#### [PROMPT]
Take the data and return it in full. Change nothing.
------ THE INPUT
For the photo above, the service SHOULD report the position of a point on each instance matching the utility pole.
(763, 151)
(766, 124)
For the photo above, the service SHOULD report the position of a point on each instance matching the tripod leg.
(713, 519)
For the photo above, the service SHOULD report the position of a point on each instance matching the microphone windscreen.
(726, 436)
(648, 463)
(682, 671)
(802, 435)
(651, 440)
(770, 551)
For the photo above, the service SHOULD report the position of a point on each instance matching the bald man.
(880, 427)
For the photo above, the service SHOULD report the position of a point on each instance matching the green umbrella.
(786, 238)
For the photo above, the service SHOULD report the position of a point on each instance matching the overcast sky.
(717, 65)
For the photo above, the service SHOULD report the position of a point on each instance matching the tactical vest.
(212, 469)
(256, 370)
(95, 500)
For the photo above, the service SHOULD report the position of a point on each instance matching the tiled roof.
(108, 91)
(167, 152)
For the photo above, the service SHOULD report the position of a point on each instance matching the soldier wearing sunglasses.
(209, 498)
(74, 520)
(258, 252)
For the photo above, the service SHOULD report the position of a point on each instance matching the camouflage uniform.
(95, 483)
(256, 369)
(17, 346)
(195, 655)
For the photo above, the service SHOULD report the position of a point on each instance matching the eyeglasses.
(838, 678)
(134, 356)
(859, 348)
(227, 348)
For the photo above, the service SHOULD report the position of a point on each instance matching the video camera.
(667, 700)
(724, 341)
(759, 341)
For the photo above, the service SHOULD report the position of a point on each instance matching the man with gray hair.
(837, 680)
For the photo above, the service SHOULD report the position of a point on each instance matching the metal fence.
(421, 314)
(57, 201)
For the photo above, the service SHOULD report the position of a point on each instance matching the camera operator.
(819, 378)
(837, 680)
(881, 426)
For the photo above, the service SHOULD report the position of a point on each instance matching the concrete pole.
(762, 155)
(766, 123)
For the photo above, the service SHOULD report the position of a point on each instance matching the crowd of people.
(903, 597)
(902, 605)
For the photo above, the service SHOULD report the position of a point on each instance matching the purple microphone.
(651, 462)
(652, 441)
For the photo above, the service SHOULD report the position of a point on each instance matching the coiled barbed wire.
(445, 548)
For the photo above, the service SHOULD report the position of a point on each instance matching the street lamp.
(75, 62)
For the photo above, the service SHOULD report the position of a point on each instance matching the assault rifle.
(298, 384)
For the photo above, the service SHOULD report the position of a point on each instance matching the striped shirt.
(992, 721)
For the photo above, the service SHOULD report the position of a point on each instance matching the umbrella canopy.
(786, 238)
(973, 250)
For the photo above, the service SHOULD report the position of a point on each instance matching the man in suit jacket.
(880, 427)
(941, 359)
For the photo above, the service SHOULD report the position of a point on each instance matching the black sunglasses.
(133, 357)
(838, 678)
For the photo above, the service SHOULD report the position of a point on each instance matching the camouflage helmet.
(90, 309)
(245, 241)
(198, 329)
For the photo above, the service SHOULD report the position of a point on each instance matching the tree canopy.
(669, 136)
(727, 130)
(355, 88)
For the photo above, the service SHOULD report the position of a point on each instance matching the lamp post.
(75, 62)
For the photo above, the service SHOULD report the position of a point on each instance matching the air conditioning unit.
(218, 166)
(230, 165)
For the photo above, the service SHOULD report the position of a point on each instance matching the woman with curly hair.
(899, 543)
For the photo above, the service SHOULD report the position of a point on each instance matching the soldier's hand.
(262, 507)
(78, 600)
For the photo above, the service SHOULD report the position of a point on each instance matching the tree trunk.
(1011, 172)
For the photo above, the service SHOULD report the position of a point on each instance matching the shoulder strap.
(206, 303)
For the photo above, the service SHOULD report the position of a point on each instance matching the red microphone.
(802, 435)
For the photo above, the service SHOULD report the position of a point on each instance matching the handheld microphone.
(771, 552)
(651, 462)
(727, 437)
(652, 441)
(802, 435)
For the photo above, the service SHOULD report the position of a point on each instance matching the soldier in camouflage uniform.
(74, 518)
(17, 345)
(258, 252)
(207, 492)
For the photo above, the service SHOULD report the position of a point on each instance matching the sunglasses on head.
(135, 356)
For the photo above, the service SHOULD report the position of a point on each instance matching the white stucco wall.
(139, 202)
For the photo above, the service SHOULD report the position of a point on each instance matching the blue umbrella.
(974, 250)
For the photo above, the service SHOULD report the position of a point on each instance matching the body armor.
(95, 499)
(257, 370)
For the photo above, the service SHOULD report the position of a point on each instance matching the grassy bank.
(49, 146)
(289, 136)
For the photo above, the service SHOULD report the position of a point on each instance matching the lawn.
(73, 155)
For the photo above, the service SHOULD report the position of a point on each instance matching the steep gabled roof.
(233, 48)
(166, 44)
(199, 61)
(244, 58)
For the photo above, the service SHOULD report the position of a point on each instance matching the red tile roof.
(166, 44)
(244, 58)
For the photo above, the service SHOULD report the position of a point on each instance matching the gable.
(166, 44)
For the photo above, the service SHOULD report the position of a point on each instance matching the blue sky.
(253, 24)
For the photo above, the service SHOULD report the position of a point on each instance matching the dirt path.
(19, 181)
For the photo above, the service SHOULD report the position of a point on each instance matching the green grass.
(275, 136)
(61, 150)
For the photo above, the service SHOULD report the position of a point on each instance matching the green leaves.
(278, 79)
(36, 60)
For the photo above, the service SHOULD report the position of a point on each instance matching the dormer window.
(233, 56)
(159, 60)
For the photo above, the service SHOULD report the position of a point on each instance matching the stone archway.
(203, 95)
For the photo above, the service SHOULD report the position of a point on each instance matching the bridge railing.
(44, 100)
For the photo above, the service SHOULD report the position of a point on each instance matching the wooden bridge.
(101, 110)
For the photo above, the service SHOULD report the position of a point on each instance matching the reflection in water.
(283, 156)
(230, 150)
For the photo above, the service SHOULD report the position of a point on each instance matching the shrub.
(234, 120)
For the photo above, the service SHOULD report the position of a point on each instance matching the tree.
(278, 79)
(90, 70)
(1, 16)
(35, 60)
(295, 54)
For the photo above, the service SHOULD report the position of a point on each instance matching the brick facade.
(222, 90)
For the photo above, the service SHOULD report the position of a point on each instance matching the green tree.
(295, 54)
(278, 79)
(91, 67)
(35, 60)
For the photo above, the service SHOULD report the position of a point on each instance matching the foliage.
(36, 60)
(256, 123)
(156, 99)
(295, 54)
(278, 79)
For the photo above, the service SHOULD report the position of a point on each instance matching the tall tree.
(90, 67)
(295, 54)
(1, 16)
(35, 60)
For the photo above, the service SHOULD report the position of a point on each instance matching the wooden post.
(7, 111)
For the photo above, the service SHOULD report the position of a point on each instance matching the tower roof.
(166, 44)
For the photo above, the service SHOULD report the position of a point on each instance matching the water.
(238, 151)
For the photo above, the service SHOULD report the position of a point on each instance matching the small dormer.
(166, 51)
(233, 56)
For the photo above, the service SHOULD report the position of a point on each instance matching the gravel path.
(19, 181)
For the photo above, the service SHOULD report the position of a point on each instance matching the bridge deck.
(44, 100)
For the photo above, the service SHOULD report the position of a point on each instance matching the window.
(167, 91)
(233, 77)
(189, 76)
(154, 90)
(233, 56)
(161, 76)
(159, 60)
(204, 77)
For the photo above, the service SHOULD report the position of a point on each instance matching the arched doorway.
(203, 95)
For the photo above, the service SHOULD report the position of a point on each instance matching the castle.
------------
#### [RESULT]
For the photo above, the service SHOULD report the position of a point on each instance matching the utility pole.
(763, 151)
(766, 124)
For the photo above, the service SHOULD report the position of a point on each instance matching the tripod leg.
(713, 519)
For the photo above, the service SHOULD report the position of a point on each instance matching the microphone windscreen.
(726, 436)
(648, 463)
(682, 671)
(802, 435)
(651, 440)
(770, 551)
For the photo above, the service SHOULD report the position of a point on each instance matching the bald man.
(880, 427)
For the photo above, the service SHOULD report the position of a point on each instance matching the green umbrella.
(786, 238)
For the photo above, the service SHOULD report the position of a point on each instance matching the overcast sky.
(717, 65)
For the photo above, the service SHOULD report the position of a point on each instance matching the tactical vest.
(212, 469)
(256, 370)
(95, 500)
For the photo above, the service SHOULD report the position of a point on each instance matching the tiled roof.
(108, 91)
(167, 152)
For the photo above, the service SHOULD report the position of a point on each instance matching the soldier wearing sunglasses.
(209, 498)
(74, 520)
(258, 252)
For the photo above, the service SHOULD report the position of a point on each instance matching the camouflage uniform.
(95, 483)
(256, 369)
(17, 346)
(195, 655)
For the photo above, the service SHOULD report the position of a point on each instance matching the eyeglasses.
(838, 678)
(134, 356)
(859, 348)
(227, 348)
For the photo above, the service SHOULD report the position of a point on each instance matching the video camera.
(667, 700)
(724, 341)
(759, 341)
For the photo above, the service SHOULD report the position of a point on each instance matching the man with gray hair.
(837, 680)
For the photo above, the service SHOULD report the position of a point on each instance matching the metal fence.
(421, 314)
(57, 201)
For the photo above, the service SHOULD report the position of a point on each instance matching the camera operator.
(819, 378)
(837, 680)
(881, 426)
For the photo above, the service SHOULD report the position of a point on each instance matching the concrete pole.
(762, 155)
(766, 123)
For the photo above, the service SHOULD report the position of a point on each instance matching the crowd of people.
(903, 597)
(902, 605)
For the photo above, the service SHOULD report the position of a point on each instance matching the purple microphone.
(651, 462)
(652, 441)
For the photo above, the service SHOULD report the position of a point on each instance matching the coiled barbed wire.
(445, 548)
For the photo above, the service SHOULD report the position of a point on each instance matching the street lamp.
(75, 62)
For the photo above, the service SHOULD report the position of a point on each instance matching the assault rifle.
(298, 384)
For the photo above, the service SHOULD report the position of a point on each instance matching the striped shirt.
(992, 721)
For the photo above, the service SHOULD report the position of a point on each instance matching the umbrella canopy.
(786, 238)
(973, 250)
For the photo above, the service SHOULD report the position of a point on each instance matching the man in suit jacket.
(880, 427)
(941, 359)
For the photo above, the service SHOULD report the position of a point on each instance matching the black sunglasses.
(133, 357)
(838, 678)
For the photo above, the service SHOULD report the position of a point on each instance matching the camouflage helmet.
(90, 309)
(245, 241)
(198, 329)
For the photo above, the service SHOULD report the position of a point on each instance matching the tree canopy.
(669, 136)
(727, 130)
(355, 88)
For the photo above, the service SHOULD report the position of a point on each instance matching the lamp post.
(75, 62)
For the photo above, the service SHOULD report the position of a point on each instance matching the air conditioning unit.
(218, 166)
(230, 165)
For the photo above, the service SHOULD report the position of a point on each instance matching the woman with curly hair.
(899, 543)
For the photo above, the service SHOULD report the position of a point on each instance matching the soldier's hand.
(262, 507)
(78, 600)
For the photo above, the service SHOULD report the position of a point on each instance matching the tree trunk.
(1011, 172)
For the photo above, the service SHOULD report the position of a point on each instance matching the shoulder strap.
(206, 303)
For the photo above, the service SHOULD report the position of a point on each instance matching the red microphone.
(802, 435)
For the photo above, the service SHOULD report the position of a point on each instance matching the handheld microphone.
(771, 552)
(651, 462)
(727, 437)
(652, 441)
(802, 435)
For the photo above, the service SHOULD report the position of a point on each instance matching the soldier in camouflage uniform.
(74, 518)
(17, 345)
(258, 252)
(207, 492)
For the photo above, the service SHOULD report the position of a point on each instance matching the sunglasses on head.
(135, 356)
For the photo above, the service SHOULD report the position of a point on each instance matching the white stucco wall.
(139, 202)
For the photo above, the service SHOULD report the position of a point on each instance matching the blue umbrella.
(974, 250)
For the photo above, the service SHOULD report the position of a point on each instance matching the body armor.
(95, 499)
(257, 370)
For the photo above, the service SHOULD report the position of a point on each instance matching the grassy bank.
(49, 146)
(289, 136)
For the photo above, the service SHOULD report the position of a point on each instance matching the lawn.
(73, 155)
For the photo above, the service SHOULD report the position of a point on each instance matching the steep gabled roof.
(233, 48)
(166, 44)
(199, 61)
(244, 58)
For the photo above, the service SHOULD report the position of a point on each instance matching the red tile roof.
(166, 44)
(244, 58)
For the photo above, the service SHOULD report the position of a point on each instance matching the gable.
(166, 44)
For the photo above, the service SHOULD report the position of a point on each instance matching the blue sky.
(253, 24)
For the photo above, the service SHOULD report the position of a point on each instance matching the dirt path.
(19, 181)
For the photo above, the service SHOULD report the position of a point on each instance matching the green grass.
(275, 136)
(61, 150)
For the photo above, the service SHOULD report the position of a point on each instance matching the green leaves.
(278, 79)
(36, 60)
For the photo above, the service SHOULD report the position of a point on each instance matching the dormer window.
(233, 56)
(159, 60)
For the photo above, the service SHOULD report the position of a point on each instance matching the stone archway.
(203, 95)
For the photo above, the service SHOULD report the position of a point on each instance matching the bridge railing.
(44, 100)
For the photo above, the service SHOULD report the position of a point on each instance matching the wooden bridge.
(101, 110)
For the photo above, the service SHOULD report the position of a point on each instance matching the reflection in water.
(283, 156)
(230, 150)
For the photo above, the service SHOULD report the position of a point on each instance matching the shrub.
(234, 120)
For the photo above, the service SHOULD report the position of a point on each instance matching the tree.
(278, 79)
(90, 70)
(1, 16)
(35, 60)
(295, 54)
For the photo above, the service SHOULD report the position of a point on each instance matching the brick facade.
(222, 90)
For the photo above, the service SHOULD report the position of a point on each instance matching the green tree.
(295, 54)
(278, 79)
(91, 67)
(35, 60)
For the photo above, the service SHOULD report the position of a point on each instance matching the foliage.
(36, 60)
(256, 123)
(156, 99)
(295, 54)
(278, 79)
For the photo above, the service SHOULD report the position of a point on each instance matching the tall tree.
(90, 67)
(295, 54)
(1, 16)
(35, 60)
For the photo above, the service SHOULD report the position of a point on each instance matching the wooden post.
(7, 111)
For the photo above, the service SHOULD report the position of a point on each instance matching the tower roof.
(166, 44)
For the photo above, the service SHOULD report the position of a point on each instance matching the water.
(238, 151)
For the photo above, the service SHOULD report the position of a point on each instance matching the small dormer.
(166, 51)
(233, 56)
For the photo above, the service SHOULD report the position of a point on each instance matching the gravel path.
(19, 181)
For the photo above, the service SHOULD report the position of a point on each instance matching the bridge deck.
(44, 100)
For the photo above, the service SHOULD report the position of a point on each instance matching the window.
(167, 91)
(233, 77)
(189, 76)
(154, 90)
(233, 56)
(161, 76)
(159, 60)
(204, 77)
For the photo above, the service SHOULD report the position of a point on each instance matching the arched doorway.
(203, 95)
For the photo above, the service SHOULD report the position of a point on each instance matching the castle.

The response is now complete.